Quote the material below exactly as written, from the first line to the line that holds "Target: grass verge", endpoints included.

***** Entries supplied *****

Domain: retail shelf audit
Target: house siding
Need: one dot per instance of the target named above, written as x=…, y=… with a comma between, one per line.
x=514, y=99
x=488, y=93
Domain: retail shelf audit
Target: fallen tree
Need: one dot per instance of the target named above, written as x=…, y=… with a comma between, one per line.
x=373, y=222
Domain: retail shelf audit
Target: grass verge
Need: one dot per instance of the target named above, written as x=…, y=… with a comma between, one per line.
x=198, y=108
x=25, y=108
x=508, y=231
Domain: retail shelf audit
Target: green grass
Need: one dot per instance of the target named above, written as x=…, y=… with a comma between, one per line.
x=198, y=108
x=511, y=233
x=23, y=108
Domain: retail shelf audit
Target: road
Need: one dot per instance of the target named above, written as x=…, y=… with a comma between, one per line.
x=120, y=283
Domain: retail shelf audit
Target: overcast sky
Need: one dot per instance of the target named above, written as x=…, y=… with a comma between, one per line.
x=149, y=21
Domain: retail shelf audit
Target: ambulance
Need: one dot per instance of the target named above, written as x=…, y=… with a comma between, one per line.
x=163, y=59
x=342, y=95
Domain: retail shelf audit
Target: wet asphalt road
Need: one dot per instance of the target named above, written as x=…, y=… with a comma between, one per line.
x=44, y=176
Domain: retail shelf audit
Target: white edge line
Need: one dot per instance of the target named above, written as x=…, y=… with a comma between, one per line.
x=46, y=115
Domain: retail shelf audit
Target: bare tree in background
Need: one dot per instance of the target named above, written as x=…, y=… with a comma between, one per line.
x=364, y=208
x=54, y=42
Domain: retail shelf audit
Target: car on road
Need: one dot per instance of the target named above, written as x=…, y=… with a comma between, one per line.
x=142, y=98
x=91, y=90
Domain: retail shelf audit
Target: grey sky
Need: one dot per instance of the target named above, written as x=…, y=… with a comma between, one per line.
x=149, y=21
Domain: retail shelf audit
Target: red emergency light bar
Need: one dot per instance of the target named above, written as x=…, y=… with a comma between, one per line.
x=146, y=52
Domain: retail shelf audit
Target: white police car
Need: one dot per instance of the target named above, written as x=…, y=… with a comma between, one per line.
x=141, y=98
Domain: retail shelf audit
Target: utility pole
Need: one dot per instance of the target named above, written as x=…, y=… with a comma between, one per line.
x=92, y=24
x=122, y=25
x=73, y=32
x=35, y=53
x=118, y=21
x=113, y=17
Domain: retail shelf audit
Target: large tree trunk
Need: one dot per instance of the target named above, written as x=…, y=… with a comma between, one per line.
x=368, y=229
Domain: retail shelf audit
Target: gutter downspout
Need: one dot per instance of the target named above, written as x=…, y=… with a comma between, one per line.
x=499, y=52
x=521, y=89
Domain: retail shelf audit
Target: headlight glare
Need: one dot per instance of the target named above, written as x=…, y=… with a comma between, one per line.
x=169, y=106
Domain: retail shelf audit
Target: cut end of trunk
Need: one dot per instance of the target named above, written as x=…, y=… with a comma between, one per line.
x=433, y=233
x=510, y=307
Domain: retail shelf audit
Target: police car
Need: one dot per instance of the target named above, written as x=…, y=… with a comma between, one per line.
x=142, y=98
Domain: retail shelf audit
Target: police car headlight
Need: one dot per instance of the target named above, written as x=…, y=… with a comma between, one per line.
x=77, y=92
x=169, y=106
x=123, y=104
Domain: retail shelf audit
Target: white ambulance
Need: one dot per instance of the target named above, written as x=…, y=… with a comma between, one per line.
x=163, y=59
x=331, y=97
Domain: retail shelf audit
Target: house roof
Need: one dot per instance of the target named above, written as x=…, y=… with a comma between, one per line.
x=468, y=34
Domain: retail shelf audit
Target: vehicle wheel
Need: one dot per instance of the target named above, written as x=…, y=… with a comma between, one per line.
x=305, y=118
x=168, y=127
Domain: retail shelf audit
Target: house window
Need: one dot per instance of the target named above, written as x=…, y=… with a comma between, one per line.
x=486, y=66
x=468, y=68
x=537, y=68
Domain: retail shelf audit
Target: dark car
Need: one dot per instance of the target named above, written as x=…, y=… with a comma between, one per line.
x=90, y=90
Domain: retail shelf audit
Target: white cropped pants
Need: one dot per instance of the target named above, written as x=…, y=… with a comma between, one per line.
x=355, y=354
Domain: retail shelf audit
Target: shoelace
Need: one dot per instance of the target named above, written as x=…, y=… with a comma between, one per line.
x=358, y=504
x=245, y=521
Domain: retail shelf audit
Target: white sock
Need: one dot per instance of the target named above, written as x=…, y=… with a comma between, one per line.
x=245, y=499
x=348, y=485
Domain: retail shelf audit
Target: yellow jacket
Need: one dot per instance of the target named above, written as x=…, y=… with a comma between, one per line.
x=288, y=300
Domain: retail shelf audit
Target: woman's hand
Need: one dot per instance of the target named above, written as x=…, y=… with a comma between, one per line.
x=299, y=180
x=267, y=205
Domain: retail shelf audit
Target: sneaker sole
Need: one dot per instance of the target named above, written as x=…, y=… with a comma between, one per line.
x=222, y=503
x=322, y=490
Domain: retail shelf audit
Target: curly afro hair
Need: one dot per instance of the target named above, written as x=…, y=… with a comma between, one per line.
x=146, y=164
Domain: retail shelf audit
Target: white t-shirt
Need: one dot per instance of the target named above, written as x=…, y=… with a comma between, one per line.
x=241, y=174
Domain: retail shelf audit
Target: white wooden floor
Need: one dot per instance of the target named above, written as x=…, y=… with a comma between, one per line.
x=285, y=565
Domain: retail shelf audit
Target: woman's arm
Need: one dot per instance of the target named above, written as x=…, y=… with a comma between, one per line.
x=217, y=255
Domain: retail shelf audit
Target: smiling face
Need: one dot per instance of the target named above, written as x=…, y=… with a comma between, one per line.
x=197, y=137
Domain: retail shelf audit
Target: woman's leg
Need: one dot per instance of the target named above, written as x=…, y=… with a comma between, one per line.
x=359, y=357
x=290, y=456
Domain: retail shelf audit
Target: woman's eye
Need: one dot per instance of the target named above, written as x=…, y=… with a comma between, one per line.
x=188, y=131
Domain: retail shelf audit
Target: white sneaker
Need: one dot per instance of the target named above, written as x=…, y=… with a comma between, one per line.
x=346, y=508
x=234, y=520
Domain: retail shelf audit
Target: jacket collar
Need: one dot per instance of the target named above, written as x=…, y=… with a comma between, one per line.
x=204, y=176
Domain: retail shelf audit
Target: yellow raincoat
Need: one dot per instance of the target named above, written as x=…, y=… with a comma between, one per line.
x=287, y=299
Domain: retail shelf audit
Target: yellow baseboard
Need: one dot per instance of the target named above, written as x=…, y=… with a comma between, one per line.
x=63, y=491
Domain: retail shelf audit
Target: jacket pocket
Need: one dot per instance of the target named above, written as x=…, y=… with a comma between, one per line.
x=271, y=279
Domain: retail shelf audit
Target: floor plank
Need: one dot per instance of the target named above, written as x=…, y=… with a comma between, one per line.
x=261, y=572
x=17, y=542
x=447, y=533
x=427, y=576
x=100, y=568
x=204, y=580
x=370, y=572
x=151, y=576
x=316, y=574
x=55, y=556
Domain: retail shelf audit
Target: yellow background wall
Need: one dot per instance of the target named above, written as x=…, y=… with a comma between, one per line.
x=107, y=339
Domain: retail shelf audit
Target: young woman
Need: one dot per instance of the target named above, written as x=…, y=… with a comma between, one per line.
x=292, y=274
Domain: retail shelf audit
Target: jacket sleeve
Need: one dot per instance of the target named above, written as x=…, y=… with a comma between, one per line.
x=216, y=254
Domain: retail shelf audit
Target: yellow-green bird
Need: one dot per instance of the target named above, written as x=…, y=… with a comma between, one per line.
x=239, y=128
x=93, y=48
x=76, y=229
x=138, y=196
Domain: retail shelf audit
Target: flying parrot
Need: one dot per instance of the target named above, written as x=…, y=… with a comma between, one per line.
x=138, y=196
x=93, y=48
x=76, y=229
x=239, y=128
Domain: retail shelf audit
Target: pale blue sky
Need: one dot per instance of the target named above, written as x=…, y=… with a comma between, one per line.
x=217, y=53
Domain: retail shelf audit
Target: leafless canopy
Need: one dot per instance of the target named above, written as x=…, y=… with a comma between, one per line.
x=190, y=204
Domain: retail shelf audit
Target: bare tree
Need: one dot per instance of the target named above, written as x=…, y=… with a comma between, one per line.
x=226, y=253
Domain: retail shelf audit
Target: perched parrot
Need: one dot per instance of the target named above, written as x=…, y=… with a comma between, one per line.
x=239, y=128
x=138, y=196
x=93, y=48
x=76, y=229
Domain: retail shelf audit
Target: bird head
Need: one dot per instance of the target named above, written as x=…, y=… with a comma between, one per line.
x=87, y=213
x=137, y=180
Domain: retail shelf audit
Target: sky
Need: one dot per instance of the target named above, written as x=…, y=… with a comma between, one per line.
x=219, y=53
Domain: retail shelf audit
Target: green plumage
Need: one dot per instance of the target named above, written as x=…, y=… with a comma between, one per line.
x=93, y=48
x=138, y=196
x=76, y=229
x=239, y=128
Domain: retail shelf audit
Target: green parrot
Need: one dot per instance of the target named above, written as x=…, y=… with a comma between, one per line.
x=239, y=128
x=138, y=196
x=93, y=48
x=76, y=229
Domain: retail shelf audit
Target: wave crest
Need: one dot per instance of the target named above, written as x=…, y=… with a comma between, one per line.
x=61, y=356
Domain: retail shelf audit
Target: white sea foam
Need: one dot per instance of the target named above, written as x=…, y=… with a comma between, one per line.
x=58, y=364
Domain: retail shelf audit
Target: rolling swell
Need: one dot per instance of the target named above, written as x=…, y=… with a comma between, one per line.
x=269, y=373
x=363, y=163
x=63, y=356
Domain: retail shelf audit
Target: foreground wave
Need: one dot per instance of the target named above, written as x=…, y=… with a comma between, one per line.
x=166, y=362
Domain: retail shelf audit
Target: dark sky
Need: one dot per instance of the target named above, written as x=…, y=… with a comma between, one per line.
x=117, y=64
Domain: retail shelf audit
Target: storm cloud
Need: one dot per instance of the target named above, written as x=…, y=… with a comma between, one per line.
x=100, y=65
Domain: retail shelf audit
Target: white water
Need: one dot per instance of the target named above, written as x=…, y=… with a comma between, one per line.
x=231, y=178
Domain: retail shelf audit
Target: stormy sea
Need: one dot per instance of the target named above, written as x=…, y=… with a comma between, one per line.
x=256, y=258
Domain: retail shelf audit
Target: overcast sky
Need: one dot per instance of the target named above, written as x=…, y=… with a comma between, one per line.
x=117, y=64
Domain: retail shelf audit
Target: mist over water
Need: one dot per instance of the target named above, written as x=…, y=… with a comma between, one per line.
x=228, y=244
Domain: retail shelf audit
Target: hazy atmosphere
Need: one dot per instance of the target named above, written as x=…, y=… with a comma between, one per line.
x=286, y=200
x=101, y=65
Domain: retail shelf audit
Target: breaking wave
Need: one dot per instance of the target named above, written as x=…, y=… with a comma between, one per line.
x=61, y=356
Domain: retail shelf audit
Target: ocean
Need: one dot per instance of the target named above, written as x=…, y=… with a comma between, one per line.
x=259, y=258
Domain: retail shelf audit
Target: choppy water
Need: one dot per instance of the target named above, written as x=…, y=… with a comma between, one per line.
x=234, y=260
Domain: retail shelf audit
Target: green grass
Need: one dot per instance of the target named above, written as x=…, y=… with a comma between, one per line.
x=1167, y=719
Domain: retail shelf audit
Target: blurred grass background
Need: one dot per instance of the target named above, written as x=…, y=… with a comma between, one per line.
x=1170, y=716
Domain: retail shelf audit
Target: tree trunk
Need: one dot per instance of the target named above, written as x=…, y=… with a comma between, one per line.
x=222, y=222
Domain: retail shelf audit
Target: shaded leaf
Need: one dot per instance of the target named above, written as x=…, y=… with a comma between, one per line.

*****

> **Expected answer**
Domain: retail shelf audit
Target: house siding
Need: one dot per instance of the target named above, written as x=…, y=… with a comma between, one per line.
x=514, y=99
x=488, y=93
Domain: retail shelf audit
Target: fallen tree
Need: one dot per instance of the target named above, written as x=…, y=… with a comma between, one per line.
x=373, y=222
Domain: retail shelf audit
Target: grass verge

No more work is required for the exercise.